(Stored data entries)

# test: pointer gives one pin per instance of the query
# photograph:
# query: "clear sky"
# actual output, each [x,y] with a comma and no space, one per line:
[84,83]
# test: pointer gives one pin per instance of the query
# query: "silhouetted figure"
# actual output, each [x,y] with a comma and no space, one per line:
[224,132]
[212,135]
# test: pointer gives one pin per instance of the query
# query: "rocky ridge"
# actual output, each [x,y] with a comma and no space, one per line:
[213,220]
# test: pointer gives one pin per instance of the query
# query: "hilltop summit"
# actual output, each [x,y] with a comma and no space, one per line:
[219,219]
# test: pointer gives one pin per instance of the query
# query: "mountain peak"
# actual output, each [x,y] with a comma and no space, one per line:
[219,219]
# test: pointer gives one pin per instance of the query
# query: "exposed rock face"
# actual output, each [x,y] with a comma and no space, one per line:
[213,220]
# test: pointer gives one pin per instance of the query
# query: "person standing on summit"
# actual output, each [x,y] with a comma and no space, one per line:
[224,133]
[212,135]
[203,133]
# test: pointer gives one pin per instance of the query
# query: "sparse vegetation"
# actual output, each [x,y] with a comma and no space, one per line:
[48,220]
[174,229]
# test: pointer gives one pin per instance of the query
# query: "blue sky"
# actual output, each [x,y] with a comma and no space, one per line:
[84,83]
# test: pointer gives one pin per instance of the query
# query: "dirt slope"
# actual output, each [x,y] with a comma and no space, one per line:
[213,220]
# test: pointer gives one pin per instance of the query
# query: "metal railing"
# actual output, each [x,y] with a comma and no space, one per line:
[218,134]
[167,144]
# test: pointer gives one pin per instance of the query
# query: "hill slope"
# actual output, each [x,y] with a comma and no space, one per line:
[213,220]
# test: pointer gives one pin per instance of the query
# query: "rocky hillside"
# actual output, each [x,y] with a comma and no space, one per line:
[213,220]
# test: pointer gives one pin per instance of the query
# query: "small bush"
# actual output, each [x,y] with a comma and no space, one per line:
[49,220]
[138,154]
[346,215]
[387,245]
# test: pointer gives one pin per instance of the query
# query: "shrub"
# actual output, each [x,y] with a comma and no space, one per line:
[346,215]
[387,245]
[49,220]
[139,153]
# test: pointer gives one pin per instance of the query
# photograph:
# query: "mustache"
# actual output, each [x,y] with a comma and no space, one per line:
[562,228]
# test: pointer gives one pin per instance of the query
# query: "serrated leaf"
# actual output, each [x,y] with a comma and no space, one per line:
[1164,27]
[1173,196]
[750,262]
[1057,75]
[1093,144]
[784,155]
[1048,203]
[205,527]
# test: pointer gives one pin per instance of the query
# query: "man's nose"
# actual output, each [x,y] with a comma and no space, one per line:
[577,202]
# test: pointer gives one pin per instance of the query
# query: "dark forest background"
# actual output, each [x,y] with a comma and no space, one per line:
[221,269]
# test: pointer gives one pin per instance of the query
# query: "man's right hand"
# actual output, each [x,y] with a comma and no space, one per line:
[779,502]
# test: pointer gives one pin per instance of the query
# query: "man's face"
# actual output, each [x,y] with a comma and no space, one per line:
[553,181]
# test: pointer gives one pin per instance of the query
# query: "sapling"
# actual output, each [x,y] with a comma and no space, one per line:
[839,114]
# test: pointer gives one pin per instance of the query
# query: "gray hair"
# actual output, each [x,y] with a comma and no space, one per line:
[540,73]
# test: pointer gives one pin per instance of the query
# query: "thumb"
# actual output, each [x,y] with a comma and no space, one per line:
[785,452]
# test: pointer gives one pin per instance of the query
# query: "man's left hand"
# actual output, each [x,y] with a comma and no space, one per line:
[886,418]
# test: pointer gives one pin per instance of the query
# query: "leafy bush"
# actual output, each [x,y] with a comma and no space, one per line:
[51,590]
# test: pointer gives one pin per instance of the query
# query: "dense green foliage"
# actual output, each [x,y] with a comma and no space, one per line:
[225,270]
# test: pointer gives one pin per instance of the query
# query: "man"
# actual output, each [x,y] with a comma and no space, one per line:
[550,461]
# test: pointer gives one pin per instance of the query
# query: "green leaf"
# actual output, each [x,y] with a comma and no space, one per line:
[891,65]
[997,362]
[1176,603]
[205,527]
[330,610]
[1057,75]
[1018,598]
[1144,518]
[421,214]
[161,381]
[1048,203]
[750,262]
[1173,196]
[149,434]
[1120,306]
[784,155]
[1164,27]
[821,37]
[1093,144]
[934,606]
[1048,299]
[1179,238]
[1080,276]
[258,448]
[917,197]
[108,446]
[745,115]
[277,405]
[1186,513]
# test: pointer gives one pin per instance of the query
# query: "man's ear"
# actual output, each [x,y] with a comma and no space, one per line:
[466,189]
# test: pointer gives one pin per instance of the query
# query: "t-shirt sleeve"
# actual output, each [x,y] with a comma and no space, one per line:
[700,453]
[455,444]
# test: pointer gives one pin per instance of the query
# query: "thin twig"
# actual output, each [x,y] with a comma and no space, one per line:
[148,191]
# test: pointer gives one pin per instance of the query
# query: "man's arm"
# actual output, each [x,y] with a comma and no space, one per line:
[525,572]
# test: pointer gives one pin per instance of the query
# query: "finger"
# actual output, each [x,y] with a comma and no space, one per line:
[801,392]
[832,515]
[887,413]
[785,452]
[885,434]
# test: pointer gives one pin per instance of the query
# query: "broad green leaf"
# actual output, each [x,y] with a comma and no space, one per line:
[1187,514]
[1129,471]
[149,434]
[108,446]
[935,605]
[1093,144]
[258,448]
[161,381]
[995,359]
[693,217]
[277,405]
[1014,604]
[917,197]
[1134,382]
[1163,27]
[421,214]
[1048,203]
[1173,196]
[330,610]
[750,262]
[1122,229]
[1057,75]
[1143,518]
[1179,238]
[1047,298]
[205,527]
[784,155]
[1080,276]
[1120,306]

→ **Written task**
Write out the material exactly as given.

→ **Exercise output**
# test: pointer gives one pin per instance of the query
# photograph:
# query: "clear sky"
# actual output, each [x,y] with a comma and no space, one per line:
[84,83]
# test: pointer gives one pin per instance of the query
# query: "silhouetted figure"
# actual output, each [x,y] with a comma and no space, one per line:
[224,132]
[212,135]
# test: pointer gives one pin per instance of the query
# query: "rocky ridge"
# actual output, each [x,y] with a comma and no space, one per line:
[213,220]
# test: pointer gives one pin per instance of the query
# query: "hilltop summit"
# actual output, each [x,y] with a comma and no space, one per line:
[219,219]
# test: pointer gives one pin per instance of the query
# query: "mountain peak"
# actual output, each [x,y] with a comma and no space, one per line:
[219,219]
# test: pointer gives one pin per instance of the query
# query: "exposed rock face"
# actual output, each [x,y] with a comma and no space, one per line:
[213,220]
# test: pointer gives one pin per instance of the query
# query: "person standing on summit"
# actual output, each [x,y] with a comma and no space, one per line:
[224,133]
[212,135]
[203,133]
# test: pointer gives one pin per instance of the query
# query: "sparse vegetation"
# actual output, each [x,y] with a comma and no space, one per line:
[48,220]
[174,229]
# test: pointer gives one pin per instance of the query
# query: "blue sky"
# actual output, each [x,y] with a comma and no space, one per line:
[84,83]
# test: pointer gives one pin per instance of the query
# query: "dirt slope"
# actual output, each [x,y] with a comma and no space, one per line:
[213,220]
# test: pointer gives one pin per instance of the query
# query: "metal railing"
# actual output, each [x,y] with a comma and no space, one per line:
[218,134]
[167,144]
# test: pointer gives one pin per instance of the query
# query: "hill slope"
# actual output, each [x,y] with a comma and no space, one per line:
[213,220]
# test: pointer gives one pin per instance of the query
# query: "rocky hillside"
# actual output, each [x,y] with a comma and no space, one per line:
[213,220]
# test: pointer gives one pin per instance of the query
# query: "small bush"
# actual output, each [x,y] with a comma and no space, one per line:
[49,220]
[138,154]
[346,215]
[387,245]
# test: pointer gives one pin per instance of the query
# query: "shrub"
# actual output, each [x,y] with a comma and no space, one per line:
[346,215]
[387,245]
[49,220]
[139,153]
# test: pointer gives one pin per instance of the query
# photograph:
# query: "mustache"
# actual output, each [x,y] with a comma and no space, one per line:
[562,228]
# test: pointer gives one pin per instance of the query
# query: "serrated leaf"
# actual output, each [x,y] with a comma and no space, one per line:
[1164,27]
[1173,196]
[750,262]
[1057,75]
[1093,144]
[784,155]
[1048,203]
[205,527]
# test: pointer gives one pin per instance of the query
# query: "man's nose"
# actual output, each [x,y] with a comma and no space, one per line:
[577,202]
# test: pointer gives one pin per instance of the query
# query: "dark forest background"
# actual output, each [x,y] with a comma and no space, one per line:
[221,269]
# test: pointer gives one pin per instance of the query
# query: "man's right hand"
# actual output, each [x,y] with a comma and no space, one per line:
[779,502]
# test: pointer gives one pin per instance of the query
# query: "man's face"
# actual output, each [x,y] with a comma and no space, one per line:
[553,181]
# test: pointer gives one pin per instance of the query
# query: "sapling"
# actual output, each [x,y] with a comma and no space, one per line:
[839,114]
# test: pointer gives one pin per instance of the query
# query: "gray hair"
# actual output, each [x,y] with a comma and no space, one per line:
[540,73]
# test: pointer gives one pin per instance of the query
# query: "thumb"
# actual output, each [x,y] with a comma and no space, one per line:
[785,452]
# test: pointer gives one pin per instance of the query
# query: "man's left hand"
# actual output, each [x,y] with a comma and no space, one per line:
[886,418]
# test: pointer gives one pin per instance of the query
# query: "leafy bush"
# actual output, each [x,y] with a comma and no space, one per line:
[51,590]
# test: pointer gives one pin per instance of the query
# query: "dense green foliage"
# actual output, each [x,y] with a comma and no space, one per line:
[225,270]
# test: pointer gives one pin per instance of the query
# query: "man"
# actual output, each [x,y] with a comma and no space, one per line:
[550,461]
# test: pointer gives one pin per instance of the query
# query: "green leaf"
# actual output, each [x,y] with a comma and no space, one per line:
[891,65]
[997,362]
[1176,603]
[205,527]
[330,610]
[1057,75]
[1018,598]
[1144,518]
[421,214]
[161,381]
[1048,203]
[750,262]
[1173,196]
[149,434]
[1120,306]
[784,155]
[1164,27]
[821,37]
[1093,144]
[934,606]
[1048,299]
[1179,238]
[1080,276]
[258,448]
[917,197]
[108,446]
[745,115]
[277,405]
[1186,513]
# test: pointer gives one pin per instance of the query
# query: "man's ear"
# actual output, each [x,y] with a comma and no space, one per line:
[466,189]
# test: pointer gives one pin per instance of the query
# query: "t-shirt sleeve"
# actual output, each [x,y] with a comma and no space, one per line:
[700,453]
[455,444]
# test: pointer gives one pin per instance of the query
# query: "thin twig"
# actual output, each [x,y] with a comma and no space, one per line:
[148,191]
# test: pointer gives one pin per instance of the query
# query: "man's arm"
# actual output, each [x,y] with a comma and no space, one per line:
[525,572]
# test: pointer gives one pin per instance of the query
# query: "finger"
# actual output, each [x,y] with a comma and no space, one per line:
[801,392]
[832,515]
[887,413]
[785,452]
[885,434]
# test: pointer gives one pin per instance of the query
# query: "broad green leaf"
# actual output, each [x,y] with a comma and no space, one per line:
[1187,514]
[1129,471]
[149,434]
[108,446]
[935,605]
[1093,144]
[258,448]
[161,381]
[995,359]
[693,217]
[277,405]
[1014,604]
[917,197]
[1134,382]
[1163,27]
[421,214]
[1048,203]
[1173,196]
[330,610]
[750,262]
[1122,229]
[1057,75]
[1143,518]
[1179,238]
[1047,298]
[205,527]
[784,155]
[1080,276]
[1120,306]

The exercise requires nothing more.